(Document extract Opens)

A. My research tells me that 'Kyushu' is a volcanic island located off the Southwest tip of Japan. It's the third largest of Japan's four islands and is home to an astounding 13 million people.

Yes, the volcano is active. And other parts of the island are like Yellowstone, with hot springs, boiling geysers and mud flats. The volcano—which last blew in the 1990s—is near Nagasaki, the port city where the second atomic bomb was dropped to end World War II. Now—we don't know exactly where Arabella lives on this remarkable piece of land, because "Kyushu" is the name of the entire island, which contains seven different prefectures, including Nagasaki.

I suspect that Arabella refrigerated her bulbs because the entire island is semi-tropical and doesn't appear to ever drop below freezing; and all Spring bulbs require a chilling period before they will bloom again.

Now, 'chilling' doesn't require actual freezing temperatures, but it sounds like she could be in an area where it still doesn't get reliably cool enough in winter to insure Spring bulb rebloom. But before we get to that, let's repeat the basic rules of Spring bulbs.

You plant the bulbs in the Fall; after Halloween and before Thanksgiving in our mid-Atlantic region. (Earlier in really cold climes; even later in warm ones that provide enough of a natural winter chill.) The shoots emerge and the flowers bloom in the Spring; first up are crocus and other small-flowered bulbs, then daffodils and then tulips. As soon as the flowers fade, you clip off the seedhead that forms at the top of the central stalk and give the plant a gentle feeding, because this is the time it needs the most energy.

That's also why you MUST leave the green leaves alone.

This is essential. The plant needs those leaves to absorb the solar energy that will fuel the growth of the following year's flower. By the time those leaves lose their green, that flower will already be fully formed inside the bulb (which is really cool).

After the greens have turned brown, you can clip them off. If you want to plant something else in the same spot, it is wise to dig up the now-dormant bulbs and store them indoors. This is the phase where they want to be dry and undisturbed.

Then you'd replant the bulbs in the Fall. Or, if you're in a climate too warm for good chilling, refrigerate the bulbs for at least 12 weeks; 16 weeks for tulips, as they need the longest chill time of any Spring bulb—ideally at 40 to 45 degrees Fahrenheit (which is five to seven degrees Celsius; the method used in Japan).

When I 'force' bulbs by chilling them indoors, I pot them up in loose soil, water them once and put them in an old beer fridge in my basement. If Arabella is short on fridge space, she can chill them unplanted. Just make sure no fruit of any kind is in the fridge, or the bulbs could sprout prematurely.

Now, what about the 'propagation' she mentions?

Tulips don't spread wildly, as grape hyacinth does naturally, but there are propagation tactics to try. The first would be to save those clipped-off seed heads and put them through the same regimen as full-grown bulbs; you'll only get leaves for the first several years, but eventually they should flower.

(Document extract Closes)
(Material provided Opens)

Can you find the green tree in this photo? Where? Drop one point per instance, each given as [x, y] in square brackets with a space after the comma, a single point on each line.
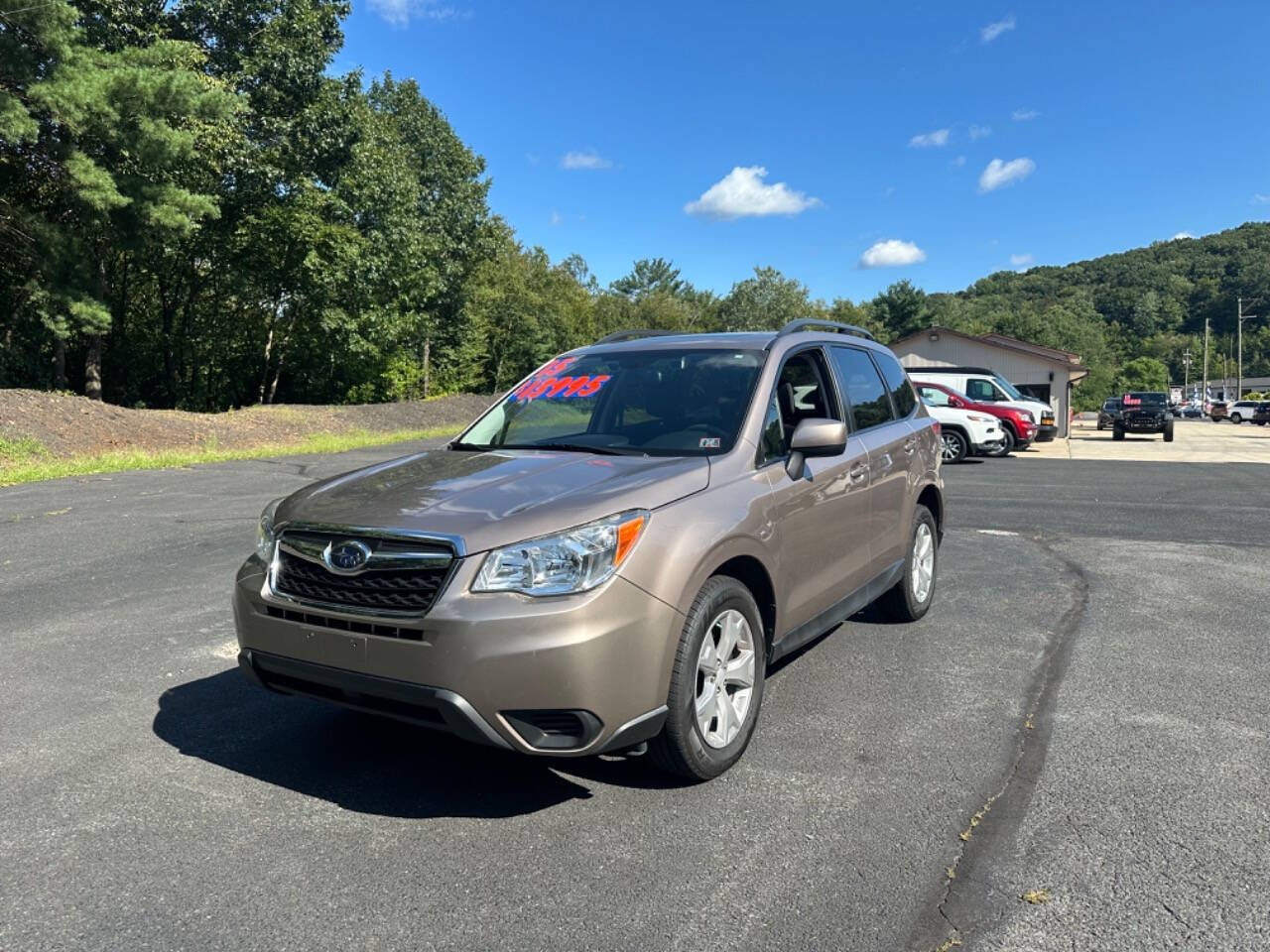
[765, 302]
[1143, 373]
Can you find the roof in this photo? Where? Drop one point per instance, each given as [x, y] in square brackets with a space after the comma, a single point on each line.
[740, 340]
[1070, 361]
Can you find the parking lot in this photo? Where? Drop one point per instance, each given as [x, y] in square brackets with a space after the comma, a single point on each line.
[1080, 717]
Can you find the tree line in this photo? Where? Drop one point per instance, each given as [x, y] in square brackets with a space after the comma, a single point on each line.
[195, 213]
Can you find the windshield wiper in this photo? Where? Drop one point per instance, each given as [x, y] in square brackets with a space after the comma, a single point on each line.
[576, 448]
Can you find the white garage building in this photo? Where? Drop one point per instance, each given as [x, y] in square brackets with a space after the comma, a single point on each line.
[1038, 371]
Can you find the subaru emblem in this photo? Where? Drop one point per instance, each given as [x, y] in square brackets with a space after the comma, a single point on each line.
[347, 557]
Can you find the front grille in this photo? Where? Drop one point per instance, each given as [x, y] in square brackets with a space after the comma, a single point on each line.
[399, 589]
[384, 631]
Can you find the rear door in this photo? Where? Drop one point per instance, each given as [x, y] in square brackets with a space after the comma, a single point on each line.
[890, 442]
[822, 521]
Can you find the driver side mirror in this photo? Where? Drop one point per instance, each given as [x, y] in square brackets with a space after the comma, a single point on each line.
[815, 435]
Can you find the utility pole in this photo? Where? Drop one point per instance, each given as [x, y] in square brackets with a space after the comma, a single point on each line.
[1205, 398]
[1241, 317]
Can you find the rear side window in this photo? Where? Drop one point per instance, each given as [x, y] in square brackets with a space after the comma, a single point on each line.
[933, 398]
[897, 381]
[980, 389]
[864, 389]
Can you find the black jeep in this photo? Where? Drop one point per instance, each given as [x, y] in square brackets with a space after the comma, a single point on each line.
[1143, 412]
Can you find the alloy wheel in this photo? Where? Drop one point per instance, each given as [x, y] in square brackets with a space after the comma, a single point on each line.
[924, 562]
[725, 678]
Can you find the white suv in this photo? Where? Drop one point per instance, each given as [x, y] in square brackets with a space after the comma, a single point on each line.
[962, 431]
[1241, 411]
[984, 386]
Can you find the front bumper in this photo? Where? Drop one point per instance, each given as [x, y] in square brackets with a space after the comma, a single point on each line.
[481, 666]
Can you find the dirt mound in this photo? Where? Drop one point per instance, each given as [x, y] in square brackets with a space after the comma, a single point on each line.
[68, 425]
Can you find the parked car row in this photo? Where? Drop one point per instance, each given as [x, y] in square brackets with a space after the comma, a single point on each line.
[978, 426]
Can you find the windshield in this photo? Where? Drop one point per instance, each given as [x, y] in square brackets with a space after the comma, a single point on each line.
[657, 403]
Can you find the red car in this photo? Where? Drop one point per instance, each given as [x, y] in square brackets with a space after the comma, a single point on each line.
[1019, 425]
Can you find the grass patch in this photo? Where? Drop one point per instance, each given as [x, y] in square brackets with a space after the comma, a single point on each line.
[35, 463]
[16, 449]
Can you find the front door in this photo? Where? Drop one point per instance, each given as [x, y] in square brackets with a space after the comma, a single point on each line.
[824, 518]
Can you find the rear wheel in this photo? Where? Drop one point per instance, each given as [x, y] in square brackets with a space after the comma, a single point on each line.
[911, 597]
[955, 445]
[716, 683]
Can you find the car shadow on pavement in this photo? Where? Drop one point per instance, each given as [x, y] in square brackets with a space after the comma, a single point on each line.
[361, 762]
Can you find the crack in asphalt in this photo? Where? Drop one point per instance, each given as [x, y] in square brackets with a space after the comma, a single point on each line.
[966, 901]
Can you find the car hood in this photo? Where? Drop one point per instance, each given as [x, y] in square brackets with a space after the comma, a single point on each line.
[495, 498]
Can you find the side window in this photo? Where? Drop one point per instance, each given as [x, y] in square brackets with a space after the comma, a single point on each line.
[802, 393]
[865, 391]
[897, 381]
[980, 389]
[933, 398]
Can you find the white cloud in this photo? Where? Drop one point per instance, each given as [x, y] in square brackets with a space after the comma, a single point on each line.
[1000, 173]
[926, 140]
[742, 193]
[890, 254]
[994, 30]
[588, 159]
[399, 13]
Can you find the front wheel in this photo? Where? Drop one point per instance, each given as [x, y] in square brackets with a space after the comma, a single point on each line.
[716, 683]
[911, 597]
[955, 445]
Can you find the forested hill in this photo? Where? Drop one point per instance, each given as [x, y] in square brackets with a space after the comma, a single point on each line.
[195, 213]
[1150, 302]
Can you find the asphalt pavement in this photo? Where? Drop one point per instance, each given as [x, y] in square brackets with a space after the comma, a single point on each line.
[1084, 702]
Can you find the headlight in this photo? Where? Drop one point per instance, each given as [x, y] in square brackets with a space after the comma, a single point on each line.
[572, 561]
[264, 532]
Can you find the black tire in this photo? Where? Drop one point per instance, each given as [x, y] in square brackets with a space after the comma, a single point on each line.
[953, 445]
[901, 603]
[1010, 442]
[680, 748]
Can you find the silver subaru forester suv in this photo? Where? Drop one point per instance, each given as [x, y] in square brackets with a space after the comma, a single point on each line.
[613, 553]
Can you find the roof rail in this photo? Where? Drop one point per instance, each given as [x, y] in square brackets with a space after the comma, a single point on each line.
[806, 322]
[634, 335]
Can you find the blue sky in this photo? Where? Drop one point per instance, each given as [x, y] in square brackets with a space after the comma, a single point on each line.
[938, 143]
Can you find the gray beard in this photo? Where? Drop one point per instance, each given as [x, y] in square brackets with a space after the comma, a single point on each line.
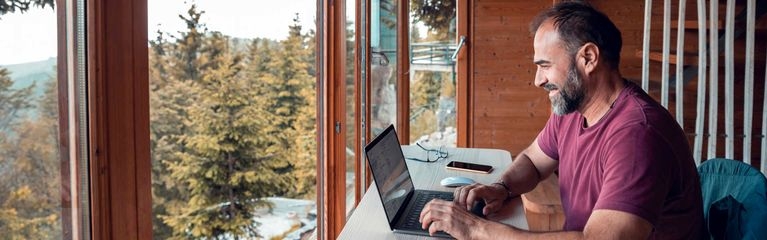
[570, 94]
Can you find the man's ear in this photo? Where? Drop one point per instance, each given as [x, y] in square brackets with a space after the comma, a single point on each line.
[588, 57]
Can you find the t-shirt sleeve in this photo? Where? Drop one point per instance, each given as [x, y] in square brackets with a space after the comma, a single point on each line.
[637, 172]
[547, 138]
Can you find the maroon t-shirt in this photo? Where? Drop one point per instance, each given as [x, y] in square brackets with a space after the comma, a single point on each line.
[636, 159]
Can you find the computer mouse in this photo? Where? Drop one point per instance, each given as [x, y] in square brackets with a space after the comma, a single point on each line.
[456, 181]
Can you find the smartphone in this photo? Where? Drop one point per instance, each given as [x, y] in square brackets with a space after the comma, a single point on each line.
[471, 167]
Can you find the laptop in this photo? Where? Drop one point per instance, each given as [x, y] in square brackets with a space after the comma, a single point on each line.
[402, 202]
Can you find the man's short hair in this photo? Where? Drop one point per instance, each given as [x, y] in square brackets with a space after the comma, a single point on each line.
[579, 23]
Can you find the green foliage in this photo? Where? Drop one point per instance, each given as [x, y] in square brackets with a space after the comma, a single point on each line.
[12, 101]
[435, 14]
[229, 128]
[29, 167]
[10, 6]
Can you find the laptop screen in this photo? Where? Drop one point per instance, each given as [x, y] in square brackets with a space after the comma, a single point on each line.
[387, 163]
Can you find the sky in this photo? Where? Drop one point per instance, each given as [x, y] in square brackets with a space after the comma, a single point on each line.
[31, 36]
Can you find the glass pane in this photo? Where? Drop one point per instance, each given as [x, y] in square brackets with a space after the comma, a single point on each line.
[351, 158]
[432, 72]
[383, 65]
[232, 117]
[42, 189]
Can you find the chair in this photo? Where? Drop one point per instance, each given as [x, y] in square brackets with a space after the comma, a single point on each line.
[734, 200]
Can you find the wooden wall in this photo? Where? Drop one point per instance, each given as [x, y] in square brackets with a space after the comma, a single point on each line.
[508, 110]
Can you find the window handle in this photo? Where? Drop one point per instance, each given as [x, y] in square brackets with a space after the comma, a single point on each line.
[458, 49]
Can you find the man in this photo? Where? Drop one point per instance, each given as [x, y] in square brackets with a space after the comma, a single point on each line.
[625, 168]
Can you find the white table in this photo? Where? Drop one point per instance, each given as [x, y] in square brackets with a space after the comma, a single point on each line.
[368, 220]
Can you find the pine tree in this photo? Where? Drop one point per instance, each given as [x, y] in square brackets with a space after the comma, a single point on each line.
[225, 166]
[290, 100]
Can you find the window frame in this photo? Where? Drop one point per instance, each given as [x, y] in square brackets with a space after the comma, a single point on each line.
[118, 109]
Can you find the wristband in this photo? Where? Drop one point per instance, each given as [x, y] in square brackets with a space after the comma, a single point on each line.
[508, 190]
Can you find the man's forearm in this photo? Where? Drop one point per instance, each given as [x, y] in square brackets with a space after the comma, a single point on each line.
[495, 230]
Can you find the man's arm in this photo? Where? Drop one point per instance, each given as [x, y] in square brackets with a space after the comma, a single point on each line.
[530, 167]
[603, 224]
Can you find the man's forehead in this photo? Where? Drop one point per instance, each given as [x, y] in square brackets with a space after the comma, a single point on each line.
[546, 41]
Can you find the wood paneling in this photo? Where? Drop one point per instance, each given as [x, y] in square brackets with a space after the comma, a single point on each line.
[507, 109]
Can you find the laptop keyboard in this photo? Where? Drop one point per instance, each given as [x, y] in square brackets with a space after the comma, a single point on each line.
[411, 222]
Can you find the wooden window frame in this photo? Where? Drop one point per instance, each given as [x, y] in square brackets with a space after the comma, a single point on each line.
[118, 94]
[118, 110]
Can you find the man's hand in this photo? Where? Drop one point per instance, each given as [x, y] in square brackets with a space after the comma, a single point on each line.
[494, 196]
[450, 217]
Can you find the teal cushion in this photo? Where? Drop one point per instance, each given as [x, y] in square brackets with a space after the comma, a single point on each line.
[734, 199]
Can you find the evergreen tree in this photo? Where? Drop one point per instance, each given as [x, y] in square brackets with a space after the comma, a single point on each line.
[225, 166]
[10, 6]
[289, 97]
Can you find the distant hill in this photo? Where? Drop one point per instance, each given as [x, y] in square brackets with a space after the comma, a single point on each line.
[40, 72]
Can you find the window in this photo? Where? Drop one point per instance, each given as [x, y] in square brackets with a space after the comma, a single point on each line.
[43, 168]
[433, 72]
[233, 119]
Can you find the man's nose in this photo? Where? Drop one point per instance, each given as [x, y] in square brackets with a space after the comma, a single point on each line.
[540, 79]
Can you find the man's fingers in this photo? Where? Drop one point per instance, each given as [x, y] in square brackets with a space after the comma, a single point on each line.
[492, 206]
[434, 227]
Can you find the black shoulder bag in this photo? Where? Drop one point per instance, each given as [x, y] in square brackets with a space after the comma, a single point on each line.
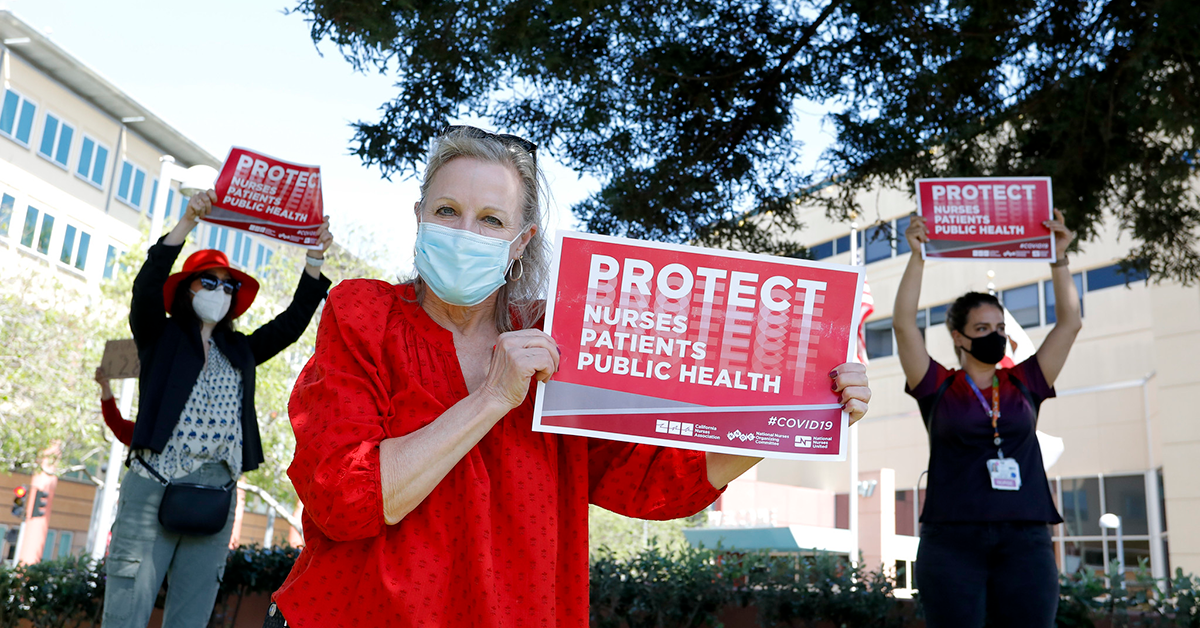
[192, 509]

(Material provided Closes)

◆ **Study questions**:
[1] Repeat the part of the Spring bulb text starting at "After the greens" and ending at "could sprout prematurely.".
[2] According to the Spring bulb text, for how many weeks should tulip bulbs be refrigerated?
Work only from the Spring bulb text.

◆ **List of solutions**:
[1]
After the greens have turned brown, you can clip them off. If you want to plant something else in the same spot, it is wise to dig up the now-dormant bulbs and store them indoors. This is the phase where they want to be dry and undisturbed.

Then you'd replant the bulbs in the Fall. Or, if you're in a climate too warm for good chilling, refrigerate the bulbs for at least 12 weeks; 16 weeks for tulips, as they need the longest chill time of any Spring bulb—ideally at 40 to 45 degrees Fahrenheit (which is five to seven degrees Celsius; the method used in Japan).

When I 'force' bulbs by chilling them indoors, I pot them up in loose soil, water them once and put them in an old beer fridge in my basement. If Arabella is short on fridge space, she can chill them unplanted. Just make sure no fruit of any kind is in the fridge, or the bulbs could sprout prematurely.

[2] 16 weeks